- Given instruction -
Please report each line of the entries below that contains the word "certificate", copying every such line in full.

-------- Provided entries

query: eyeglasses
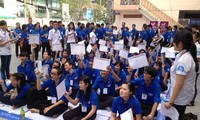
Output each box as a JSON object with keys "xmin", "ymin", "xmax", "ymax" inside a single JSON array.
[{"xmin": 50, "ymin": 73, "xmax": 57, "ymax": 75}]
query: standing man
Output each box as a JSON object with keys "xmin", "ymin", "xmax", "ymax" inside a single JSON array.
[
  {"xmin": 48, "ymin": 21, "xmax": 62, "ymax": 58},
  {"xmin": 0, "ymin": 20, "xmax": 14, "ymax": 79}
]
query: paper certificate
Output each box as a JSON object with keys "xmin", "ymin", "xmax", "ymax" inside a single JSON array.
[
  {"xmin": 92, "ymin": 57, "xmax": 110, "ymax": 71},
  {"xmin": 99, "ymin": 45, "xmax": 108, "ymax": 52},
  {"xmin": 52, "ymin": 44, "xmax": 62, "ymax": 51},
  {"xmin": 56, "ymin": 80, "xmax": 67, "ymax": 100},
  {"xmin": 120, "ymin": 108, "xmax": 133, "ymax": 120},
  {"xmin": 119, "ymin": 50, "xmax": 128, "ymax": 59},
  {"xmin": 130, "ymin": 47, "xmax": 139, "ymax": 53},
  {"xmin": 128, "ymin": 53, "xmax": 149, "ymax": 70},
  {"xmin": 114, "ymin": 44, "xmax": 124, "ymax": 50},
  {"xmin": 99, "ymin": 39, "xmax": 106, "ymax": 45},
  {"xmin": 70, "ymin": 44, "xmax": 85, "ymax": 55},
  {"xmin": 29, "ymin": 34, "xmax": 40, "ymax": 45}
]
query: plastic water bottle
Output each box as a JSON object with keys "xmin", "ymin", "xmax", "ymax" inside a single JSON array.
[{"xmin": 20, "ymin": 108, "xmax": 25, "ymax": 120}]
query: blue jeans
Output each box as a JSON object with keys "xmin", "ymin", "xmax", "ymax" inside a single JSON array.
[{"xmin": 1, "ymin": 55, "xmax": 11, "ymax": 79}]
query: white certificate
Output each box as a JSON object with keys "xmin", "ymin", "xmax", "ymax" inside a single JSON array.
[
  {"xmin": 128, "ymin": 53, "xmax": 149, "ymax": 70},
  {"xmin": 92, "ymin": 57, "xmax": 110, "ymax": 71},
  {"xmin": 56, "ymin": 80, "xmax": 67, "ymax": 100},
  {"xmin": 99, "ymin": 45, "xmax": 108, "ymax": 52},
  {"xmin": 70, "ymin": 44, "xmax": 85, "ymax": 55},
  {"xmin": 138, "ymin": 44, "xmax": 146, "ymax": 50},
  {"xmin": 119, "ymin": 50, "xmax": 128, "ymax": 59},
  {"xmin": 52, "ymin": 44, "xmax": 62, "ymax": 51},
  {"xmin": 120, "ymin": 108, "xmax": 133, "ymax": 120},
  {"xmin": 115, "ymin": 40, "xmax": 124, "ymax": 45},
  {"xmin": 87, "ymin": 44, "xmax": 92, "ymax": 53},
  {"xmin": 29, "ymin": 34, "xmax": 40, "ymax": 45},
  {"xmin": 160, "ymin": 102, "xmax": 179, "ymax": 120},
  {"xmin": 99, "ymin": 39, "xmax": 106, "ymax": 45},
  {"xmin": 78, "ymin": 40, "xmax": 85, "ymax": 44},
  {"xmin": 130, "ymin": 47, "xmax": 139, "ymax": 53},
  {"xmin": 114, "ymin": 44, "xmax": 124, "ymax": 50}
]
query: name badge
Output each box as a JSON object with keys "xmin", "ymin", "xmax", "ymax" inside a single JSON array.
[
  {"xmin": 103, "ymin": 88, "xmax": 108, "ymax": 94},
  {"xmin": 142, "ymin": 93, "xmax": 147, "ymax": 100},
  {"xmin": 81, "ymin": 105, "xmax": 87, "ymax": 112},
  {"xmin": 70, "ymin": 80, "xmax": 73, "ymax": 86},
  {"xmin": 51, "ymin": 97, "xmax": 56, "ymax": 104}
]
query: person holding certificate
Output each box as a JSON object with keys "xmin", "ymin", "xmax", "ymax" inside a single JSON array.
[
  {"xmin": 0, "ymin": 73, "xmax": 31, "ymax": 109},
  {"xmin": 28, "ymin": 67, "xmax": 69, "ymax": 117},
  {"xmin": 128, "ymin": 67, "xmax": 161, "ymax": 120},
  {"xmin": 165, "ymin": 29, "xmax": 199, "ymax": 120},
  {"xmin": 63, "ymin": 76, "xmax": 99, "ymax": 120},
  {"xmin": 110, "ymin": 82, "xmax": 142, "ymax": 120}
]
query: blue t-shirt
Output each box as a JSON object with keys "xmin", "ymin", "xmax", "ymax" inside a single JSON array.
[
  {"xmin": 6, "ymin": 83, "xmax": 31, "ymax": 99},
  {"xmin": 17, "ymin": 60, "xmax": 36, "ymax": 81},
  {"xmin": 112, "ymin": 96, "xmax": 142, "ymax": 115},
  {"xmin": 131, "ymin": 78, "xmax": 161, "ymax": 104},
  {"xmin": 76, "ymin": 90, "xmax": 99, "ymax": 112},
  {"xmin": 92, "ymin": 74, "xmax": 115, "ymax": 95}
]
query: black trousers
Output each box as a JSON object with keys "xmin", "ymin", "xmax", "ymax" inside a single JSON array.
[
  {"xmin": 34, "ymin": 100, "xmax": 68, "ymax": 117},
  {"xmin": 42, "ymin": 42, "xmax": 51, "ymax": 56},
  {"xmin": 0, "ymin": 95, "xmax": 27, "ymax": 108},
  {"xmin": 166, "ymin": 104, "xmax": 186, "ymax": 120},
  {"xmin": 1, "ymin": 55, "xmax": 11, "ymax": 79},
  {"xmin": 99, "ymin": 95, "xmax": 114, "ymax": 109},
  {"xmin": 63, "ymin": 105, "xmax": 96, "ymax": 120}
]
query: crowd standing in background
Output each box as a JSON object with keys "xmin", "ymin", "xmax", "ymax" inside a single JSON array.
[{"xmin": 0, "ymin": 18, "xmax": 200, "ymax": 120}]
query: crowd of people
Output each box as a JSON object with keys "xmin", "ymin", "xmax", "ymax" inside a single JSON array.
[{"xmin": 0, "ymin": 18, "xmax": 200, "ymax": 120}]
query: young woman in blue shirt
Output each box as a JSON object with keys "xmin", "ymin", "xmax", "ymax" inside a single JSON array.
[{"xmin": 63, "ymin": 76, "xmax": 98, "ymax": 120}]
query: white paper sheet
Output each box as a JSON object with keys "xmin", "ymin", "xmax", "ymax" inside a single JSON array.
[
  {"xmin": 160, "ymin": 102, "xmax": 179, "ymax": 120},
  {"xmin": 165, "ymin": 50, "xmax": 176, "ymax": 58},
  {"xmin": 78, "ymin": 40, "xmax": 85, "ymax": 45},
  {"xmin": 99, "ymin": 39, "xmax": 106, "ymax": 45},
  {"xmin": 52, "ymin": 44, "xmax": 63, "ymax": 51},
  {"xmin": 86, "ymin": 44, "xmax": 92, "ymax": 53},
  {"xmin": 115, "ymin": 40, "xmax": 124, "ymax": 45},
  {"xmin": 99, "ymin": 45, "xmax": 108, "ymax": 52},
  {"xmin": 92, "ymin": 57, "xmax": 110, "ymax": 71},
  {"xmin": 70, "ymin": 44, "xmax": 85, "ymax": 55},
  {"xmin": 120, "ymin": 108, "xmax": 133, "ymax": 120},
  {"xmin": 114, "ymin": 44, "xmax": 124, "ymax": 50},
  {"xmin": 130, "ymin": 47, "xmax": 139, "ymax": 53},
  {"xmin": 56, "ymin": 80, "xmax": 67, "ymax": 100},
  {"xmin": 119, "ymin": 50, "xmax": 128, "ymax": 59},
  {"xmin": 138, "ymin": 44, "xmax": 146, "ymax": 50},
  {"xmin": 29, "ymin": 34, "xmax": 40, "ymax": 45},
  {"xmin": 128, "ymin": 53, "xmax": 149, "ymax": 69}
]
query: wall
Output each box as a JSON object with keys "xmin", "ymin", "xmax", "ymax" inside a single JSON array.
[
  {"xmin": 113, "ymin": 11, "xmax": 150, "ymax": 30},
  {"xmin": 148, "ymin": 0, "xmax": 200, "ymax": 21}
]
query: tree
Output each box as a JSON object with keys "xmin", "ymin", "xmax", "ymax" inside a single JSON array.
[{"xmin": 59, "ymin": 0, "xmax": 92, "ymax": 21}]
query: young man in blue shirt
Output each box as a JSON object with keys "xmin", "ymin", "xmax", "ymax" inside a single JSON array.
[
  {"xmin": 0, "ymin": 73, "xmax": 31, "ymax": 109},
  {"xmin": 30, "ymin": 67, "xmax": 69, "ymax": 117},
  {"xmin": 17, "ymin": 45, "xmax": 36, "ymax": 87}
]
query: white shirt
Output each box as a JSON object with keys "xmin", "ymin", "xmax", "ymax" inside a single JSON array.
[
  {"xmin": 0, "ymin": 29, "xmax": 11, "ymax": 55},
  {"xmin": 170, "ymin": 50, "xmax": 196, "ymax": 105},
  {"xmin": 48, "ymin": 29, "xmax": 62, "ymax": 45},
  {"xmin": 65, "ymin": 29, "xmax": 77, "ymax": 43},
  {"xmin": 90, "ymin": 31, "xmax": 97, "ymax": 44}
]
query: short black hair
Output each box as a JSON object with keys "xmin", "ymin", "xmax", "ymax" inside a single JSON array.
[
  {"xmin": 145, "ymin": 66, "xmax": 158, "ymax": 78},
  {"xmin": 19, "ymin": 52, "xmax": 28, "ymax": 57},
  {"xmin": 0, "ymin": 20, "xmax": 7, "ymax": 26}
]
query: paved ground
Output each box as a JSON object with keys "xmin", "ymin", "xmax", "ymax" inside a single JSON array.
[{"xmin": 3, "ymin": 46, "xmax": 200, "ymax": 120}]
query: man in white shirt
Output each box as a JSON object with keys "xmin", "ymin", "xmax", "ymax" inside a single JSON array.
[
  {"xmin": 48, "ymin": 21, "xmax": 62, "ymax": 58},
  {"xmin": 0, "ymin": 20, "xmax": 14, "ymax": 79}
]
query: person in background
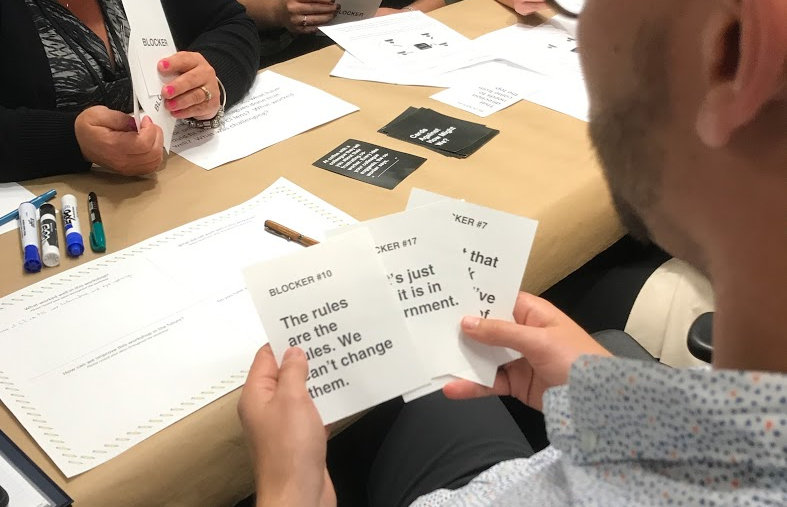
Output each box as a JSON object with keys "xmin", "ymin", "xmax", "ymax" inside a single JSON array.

----------------
-------- Provided entries

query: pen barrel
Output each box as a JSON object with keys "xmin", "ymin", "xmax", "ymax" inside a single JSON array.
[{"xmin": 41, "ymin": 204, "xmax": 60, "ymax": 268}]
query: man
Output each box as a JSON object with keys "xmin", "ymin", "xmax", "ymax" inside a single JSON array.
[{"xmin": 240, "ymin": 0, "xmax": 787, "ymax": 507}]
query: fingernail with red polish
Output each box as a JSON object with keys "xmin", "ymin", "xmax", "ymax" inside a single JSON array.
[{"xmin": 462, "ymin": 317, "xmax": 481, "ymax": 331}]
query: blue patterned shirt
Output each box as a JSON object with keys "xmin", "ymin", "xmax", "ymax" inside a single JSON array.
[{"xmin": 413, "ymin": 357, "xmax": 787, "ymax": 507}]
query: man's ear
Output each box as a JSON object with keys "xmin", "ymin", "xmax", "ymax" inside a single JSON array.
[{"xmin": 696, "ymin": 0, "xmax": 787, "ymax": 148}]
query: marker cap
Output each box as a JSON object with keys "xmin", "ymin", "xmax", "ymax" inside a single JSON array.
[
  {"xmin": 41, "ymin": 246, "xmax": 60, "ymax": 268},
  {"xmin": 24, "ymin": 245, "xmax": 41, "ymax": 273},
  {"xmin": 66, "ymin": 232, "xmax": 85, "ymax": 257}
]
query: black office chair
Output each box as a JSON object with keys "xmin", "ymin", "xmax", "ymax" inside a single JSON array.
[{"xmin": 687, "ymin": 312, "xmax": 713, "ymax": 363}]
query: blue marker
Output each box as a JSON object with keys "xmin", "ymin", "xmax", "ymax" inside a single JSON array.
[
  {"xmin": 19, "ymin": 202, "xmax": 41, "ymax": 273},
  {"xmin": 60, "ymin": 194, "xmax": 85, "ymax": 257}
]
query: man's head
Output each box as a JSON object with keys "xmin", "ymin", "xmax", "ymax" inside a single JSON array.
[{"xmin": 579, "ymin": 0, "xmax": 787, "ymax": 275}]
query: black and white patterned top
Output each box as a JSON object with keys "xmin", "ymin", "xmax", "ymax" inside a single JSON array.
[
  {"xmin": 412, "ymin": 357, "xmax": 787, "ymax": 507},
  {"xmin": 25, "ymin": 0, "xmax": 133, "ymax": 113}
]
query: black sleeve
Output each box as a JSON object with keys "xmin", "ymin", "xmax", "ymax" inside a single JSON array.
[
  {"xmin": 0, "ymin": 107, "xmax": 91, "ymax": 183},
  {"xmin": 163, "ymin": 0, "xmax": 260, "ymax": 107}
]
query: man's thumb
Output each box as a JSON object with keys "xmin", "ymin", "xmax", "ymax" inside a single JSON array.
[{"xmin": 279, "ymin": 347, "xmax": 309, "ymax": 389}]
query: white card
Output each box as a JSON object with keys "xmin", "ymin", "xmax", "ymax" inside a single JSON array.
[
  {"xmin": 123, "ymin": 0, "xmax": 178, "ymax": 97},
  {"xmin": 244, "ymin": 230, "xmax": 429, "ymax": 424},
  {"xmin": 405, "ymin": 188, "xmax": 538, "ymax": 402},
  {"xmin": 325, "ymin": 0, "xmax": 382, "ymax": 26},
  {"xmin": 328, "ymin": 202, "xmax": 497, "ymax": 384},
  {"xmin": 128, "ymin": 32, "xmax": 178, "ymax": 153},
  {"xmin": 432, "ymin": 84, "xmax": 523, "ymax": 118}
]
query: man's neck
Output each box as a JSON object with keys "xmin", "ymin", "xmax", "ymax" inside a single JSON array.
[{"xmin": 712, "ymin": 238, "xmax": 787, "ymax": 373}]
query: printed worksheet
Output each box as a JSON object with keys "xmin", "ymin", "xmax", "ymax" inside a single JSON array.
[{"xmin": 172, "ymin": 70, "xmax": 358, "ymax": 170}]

----------------
-------- Provided entries

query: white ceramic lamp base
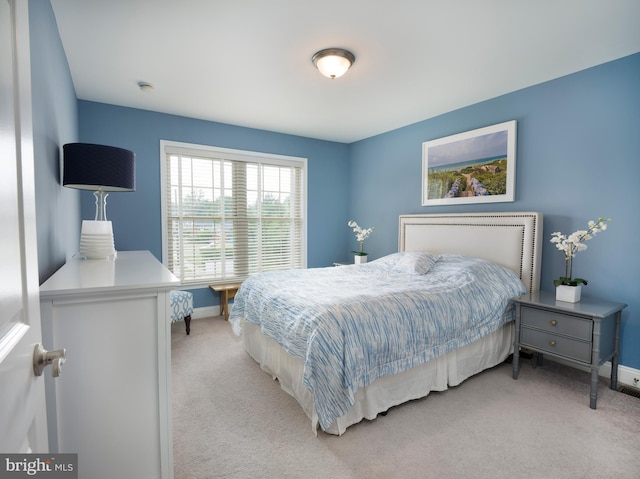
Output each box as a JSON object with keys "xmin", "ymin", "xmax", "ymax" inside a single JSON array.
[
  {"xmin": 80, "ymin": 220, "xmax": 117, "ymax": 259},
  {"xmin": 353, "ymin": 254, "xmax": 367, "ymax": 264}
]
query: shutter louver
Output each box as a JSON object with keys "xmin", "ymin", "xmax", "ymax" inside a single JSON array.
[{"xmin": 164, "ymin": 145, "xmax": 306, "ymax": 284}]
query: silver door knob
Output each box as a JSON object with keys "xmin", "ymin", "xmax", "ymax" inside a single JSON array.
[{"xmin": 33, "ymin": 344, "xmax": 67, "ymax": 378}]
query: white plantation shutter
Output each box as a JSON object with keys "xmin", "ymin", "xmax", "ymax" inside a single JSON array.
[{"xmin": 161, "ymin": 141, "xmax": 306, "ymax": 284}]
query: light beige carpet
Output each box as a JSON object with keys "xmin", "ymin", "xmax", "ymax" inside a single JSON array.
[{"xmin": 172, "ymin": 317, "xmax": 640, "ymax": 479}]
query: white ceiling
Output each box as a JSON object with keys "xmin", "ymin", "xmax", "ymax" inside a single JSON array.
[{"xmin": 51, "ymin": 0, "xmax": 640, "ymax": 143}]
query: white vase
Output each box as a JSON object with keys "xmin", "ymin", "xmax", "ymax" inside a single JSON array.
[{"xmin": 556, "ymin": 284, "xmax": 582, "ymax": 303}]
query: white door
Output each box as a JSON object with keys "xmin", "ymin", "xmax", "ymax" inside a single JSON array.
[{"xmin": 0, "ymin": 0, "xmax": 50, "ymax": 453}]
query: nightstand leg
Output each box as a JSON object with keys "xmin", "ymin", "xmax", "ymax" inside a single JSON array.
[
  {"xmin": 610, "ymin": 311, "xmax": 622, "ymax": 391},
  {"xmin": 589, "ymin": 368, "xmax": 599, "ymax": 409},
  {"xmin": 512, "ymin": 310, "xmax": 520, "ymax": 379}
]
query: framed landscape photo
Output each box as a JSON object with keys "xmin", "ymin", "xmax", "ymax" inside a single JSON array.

----------------

- Complete response -
query: paper certificate
query: white certificate
query: person holding certificate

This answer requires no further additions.